▶ **WHAT THIS TASK INVOLVES**
Resume the piece about a mother's discovery in her daughter's McDonald's fried chicken meal, picking up right after its last sentence.

▶ **DOCUMENT EXCERPT**
····················

A mother couldn't believe what she saw when she opened open her daughter's fried chicken meal at a local McDonald's.
I'm an eater of meat and flesh and all sorts of animals. I've only witnessed a few butcherings of these animals in person, and probably performed maybe two in my entire life, which is still a lot more than most people, but I'm not really "in touch" with where my food comes from.
As far as I'm concerned, it all begins and ends with supermarkets and restaurants. I know that animals are furred and feathered and scaled, but I'm not thinking about that when I'm chowing down on them. It's probably why I can't stand eating fish because, whenever an errant bone gets caught in my throat, it reminds me that I'm actually eating what was once a living breathing organism.
It's easiest to distance yourself from your food and where its sourced if you're constantly eating fast food. The mass-produced, pre-packaged, easy-to-prepare food is very far-removed from the animals they once were. We view the food items as entities completely separate from the "source material," but that doesn't mean that bits of nature can't shine through in our meals, as gross as that may be.
This mother and daughter learned that the hard way after buying a fried chicken meal.

····················

▶ **DATA EXTRACTS**
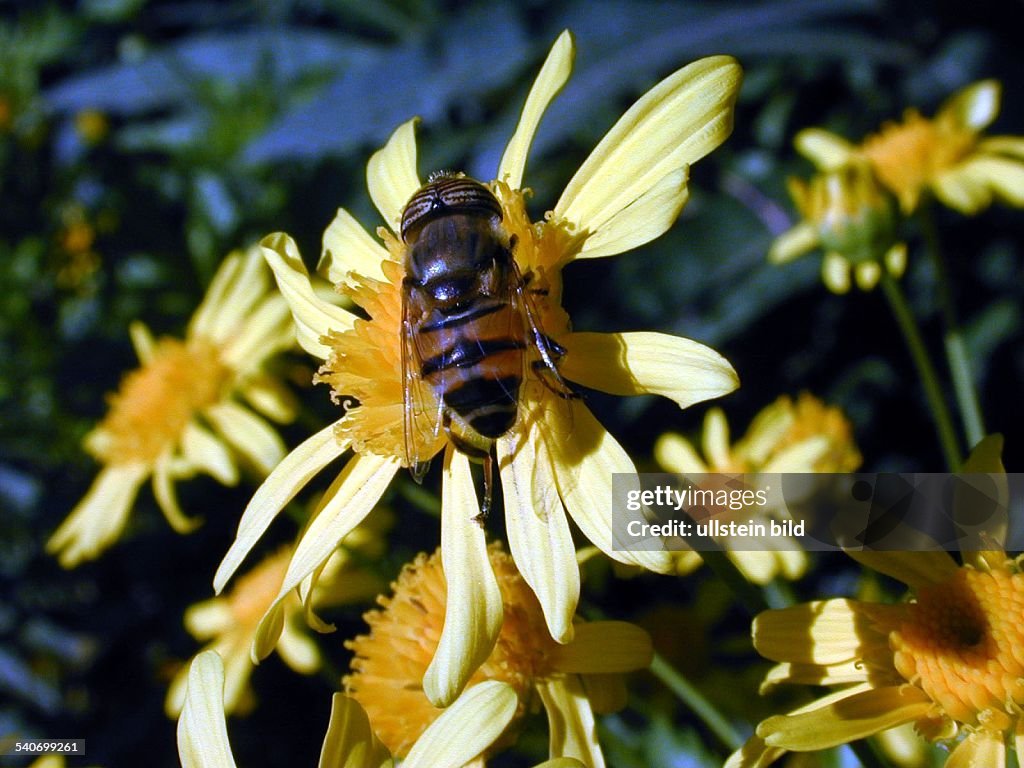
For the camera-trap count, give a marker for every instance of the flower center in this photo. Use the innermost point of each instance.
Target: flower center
(391, 660)
(962, 643)
(155, 402)
(908, 156)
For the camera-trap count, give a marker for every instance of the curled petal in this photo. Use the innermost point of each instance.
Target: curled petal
(673, 125)
(473, 610)
(313, 316)
(349, 248)
(550, 81)
(641, 363)
(391, 175)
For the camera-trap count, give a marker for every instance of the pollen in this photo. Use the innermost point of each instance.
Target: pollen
(962, 643)
(910, 155)
(150, 412)
(391, 660)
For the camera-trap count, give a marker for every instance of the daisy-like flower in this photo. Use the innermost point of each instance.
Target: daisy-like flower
(179, 413)
(947, 659)
(229, 622)
(465, 730)
(571, 681)
(846, 213)
(557, 458)
(947, 155)
(800, 436)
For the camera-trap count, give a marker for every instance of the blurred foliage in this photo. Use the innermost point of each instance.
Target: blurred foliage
(140, 141)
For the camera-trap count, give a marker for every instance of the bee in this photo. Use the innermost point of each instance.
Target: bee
(470, 333)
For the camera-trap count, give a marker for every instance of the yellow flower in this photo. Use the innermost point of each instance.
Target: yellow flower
(557, 458)
(785, 436)
(847, 214)
(947, 155)
(229, 622)
(177, 415)
(462, 733)
(571, 681)
(947, 659)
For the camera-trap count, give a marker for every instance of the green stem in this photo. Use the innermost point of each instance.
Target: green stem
(929, 380)
(695, 700)
(960, 363)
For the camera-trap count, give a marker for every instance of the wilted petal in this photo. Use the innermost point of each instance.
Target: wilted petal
(826, 151)
(794, 243)
(571, 729)
(642, 363)
(466, 728)
(647, 217)
(852, 718)
(349, 741)
(313, 316)
(279, 488)
(248, 433)
(349, 248)
(473, 609)
(202, 729)
(584, 467)
(550, 81)
(350, 499)
(539, 531)
(391, 175)
(673, 125)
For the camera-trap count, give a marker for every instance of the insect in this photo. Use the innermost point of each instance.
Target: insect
(469, 331)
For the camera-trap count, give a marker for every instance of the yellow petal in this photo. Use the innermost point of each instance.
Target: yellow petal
(313, 316)
(826, 151)
(603, 647)
(584, 466)
(466, 728)
(836, 272)
(847, 720)
(794, 243)
(673, 125)
(204, 451)
(349, 248)
(538, 530)
(349, 741)
(550, 81)
(202, 729)
(99, 518)
(647, 217)
(915, 568)
(391, 175)
(278, 489)
(163, 488)
(350, 499)
(248, 433)
(642, 363)
(572, 732)
(824, 632)
(973, 108)
(473, 609)
(675, 454)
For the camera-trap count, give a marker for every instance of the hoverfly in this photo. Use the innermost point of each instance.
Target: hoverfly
(469, 331)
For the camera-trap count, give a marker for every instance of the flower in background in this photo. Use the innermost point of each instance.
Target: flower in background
(456, 738)
(178, 414)
(847, 214)
(557, 459)
(572, 681)
(947, 659)
(229, 622)
(947, 155)
(800, 436)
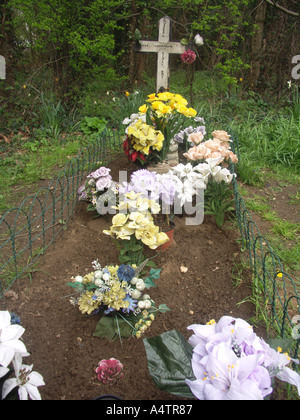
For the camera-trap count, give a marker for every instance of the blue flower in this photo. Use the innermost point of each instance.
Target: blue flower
(132, 304)
(126, 272)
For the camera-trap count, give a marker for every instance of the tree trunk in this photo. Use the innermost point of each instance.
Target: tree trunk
(257, 44)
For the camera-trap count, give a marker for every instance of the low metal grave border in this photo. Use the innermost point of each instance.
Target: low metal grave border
(26, 232)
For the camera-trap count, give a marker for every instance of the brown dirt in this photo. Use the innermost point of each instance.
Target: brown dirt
(60, 339)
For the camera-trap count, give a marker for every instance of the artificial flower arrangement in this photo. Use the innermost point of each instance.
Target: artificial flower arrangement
(133, 227)
(217, 147)
(120, 296)
(150, 132)
(220, 361)
(218, 194)
(12, 350)
(97, 183)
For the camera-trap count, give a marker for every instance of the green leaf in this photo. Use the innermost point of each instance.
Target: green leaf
(169, 362)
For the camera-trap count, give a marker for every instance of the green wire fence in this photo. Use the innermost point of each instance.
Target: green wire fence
(26, 232)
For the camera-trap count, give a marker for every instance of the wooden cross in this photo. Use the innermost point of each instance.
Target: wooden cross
(2, 67)
(163, 47)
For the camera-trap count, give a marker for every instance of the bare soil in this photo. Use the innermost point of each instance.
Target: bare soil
(59, 338)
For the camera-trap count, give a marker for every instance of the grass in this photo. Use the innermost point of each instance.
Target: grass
(268, 134)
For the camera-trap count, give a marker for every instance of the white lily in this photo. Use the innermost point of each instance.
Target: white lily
(9, 339)
(26, 380)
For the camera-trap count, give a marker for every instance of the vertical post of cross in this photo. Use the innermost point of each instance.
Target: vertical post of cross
(163, 48)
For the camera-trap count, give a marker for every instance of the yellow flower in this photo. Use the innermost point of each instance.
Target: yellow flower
(165, 96)
(113, 269)
(125, 233)
(156, 104)
(152, 97)
(143, 109)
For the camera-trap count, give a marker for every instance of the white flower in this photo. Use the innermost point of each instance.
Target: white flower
(9, 339)
(26, 380)
(140, 285)
(187, 192)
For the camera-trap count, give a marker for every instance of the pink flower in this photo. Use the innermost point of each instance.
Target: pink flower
(110, 370)
(196, 138)
(99, 173)
(188, 57)
(197, 153)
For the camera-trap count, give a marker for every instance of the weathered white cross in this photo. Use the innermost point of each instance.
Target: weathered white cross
(163, 47)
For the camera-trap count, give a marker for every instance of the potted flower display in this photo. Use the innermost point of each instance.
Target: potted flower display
(120, 296)
(97, 184)
(151, 131)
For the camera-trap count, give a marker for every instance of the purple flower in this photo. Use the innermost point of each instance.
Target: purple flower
(103, 183)
(143, 181)
(231, 362)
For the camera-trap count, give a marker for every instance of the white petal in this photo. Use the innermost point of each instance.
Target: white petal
(23, 395)
(6, 355)
(33, 392)
(8, 386)
(3, 371)
(36, 379)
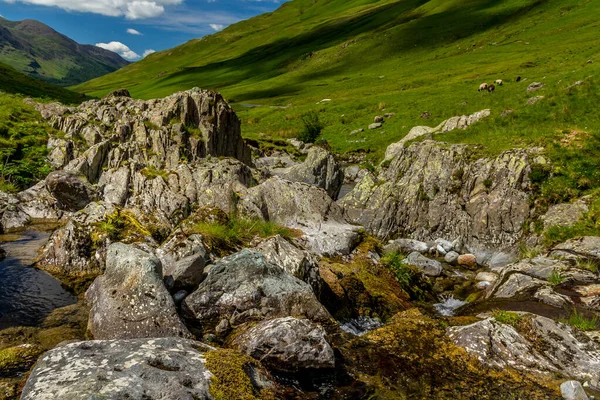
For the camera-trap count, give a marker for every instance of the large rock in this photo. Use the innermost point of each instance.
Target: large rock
(428, 266)
(288, 344)
(130, 300)
(546, 347)
(320, 169)
(305, 207)
(432, 190)
(245, 287)
(153, 369)
(72, 192)
(294, 260)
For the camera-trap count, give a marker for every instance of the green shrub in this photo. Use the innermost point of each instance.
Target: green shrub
(311, 127)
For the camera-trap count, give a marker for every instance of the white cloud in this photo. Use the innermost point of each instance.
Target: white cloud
(148, 52)
(121, 49)
(131, 9)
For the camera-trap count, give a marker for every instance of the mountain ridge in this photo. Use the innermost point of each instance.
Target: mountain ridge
(38, 50)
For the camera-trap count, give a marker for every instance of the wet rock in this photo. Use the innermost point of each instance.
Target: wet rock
(451, 257)
(433, 190)
(572, 390)
(300, 263)
(304, 207)
(534, 87)
(428, 266)
(467, 260)
(288, 345)
(72, 192)
(546, 347)
(405, 245)
(320, 169)
(130, 300)
(158, 369)
(245, 287)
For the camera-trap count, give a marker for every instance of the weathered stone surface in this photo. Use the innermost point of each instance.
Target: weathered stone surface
(152, 369)
(558, 347)
(572, 390)
(305, 207)
(428, 266)
(129, 300)
(245, 287)
(432, 190)
(320, 169)
(72, 192)
(406, 245)
(288, 344)
(300, 263)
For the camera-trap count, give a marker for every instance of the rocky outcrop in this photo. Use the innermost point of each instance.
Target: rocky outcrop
(130, 301)
(72, 192)
(434, 190)
(288, 345)
(245, 287)
(157, 369)
(544, 346)
(458, 122)
(305, 207)
(320, 169)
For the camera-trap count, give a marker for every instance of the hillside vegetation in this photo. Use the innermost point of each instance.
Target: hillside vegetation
(404, 57)
(39, 51)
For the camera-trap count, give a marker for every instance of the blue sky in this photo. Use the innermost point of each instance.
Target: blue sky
(135, 27)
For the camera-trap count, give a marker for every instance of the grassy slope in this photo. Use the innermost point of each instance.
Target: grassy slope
(12, 81)
(405, 56)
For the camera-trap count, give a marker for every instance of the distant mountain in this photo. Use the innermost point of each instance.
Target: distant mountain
(12, 81)
(39, 51)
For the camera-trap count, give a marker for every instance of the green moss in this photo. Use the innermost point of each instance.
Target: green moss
(230, 376)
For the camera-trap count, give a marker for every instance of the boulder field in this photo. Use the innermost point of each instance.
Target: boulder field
(215, 274)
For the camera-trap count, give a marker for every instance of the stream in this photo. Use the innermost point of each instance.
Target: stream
(27, 295)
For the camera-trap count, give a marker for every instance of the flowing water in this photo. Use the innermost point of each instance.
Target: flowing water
(27, 295)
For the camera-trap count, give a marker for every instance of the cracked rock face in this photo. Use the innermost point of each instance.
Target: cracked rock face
(130, 299)
(153, 369)
(434, 190)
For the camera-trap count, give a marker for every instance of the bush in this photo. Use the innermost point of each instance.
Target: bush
(312, 127)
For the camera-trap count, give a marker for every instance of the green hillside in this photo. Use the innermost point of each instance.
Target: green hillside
(12, 81)
(401, 56)
(39, 51)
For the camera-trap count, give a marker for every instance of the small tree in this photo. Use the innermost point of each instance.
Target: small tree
(312, 127)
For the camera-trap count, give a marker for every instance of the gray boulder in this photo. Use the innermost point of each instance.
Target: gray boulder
(320, 169)
(304, 207)
(245, 287)
(298, 262)
(130, 300)
(428, 266)
(72, 192)
(431, 190)
(554, 347)
(157, 369)
(572, 390)
(288, 345)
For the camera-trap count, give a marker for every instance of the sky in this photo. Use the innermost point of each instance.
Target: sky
(135, 28)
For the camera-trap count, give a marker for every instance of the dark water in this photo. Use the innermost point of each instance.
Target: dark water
(27, 295)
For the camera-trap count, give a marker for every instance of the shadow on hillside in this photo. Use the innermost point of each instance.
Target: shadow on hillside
(409, 27)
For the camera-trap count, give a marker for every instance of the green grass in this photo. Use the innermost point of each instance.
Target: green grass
(507, 317)
(23, 138)
(15, 82)
(237, 232)
(555, 277)
(582, 322)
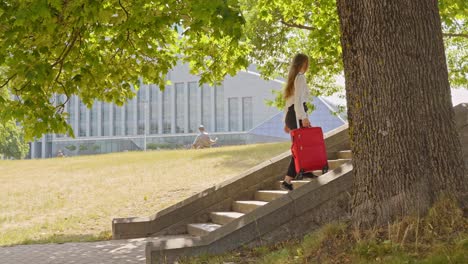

····················

▶ **RESPONSE FOR THIS EXERCISE**
McDonald's operates a little differently all over the world. Locations outside the U.S. serve up different menu items and offer different services like delivery, not through a special service like Uber Eats or anything like that: the restaurant just does it. I was surprised myself to see that pretty much every place in Egypt delivers, and getting a Mickey D's burger at any time of the day without having to leave my place was pretty cool.
So while McDonald's doesn't offer bone-in chicken wings stateside at most locations, they do in Beijing, China, and they also offer delivery.
So Zhou decided to get some food for her and her daughter. Her daughter's came with three chicken wings. They looked like ordinary pieces of meat at first, but she noticed there was something sticking out on one.
It gets worst: her daughter didn't notice that there were feathers in the fried chicken until after she started eating it. The two only saw the chicken feathers when she began coughing up some weird substance that turned out to be bird feathers.
Talk about SQUAWKWARD, amirite?
The feathers were hidden by the breading, and while she could find some comfort in the fact that her daughter was indeed eating actual chicken and not bits of it pieced together in a lab, she was understandably heated because her baby girl could have easily choked on the feathers, resulting in a serious medical emergency.
Thankfully, it didn't come to that, but Zhou had some choice words for the employees at that specific location.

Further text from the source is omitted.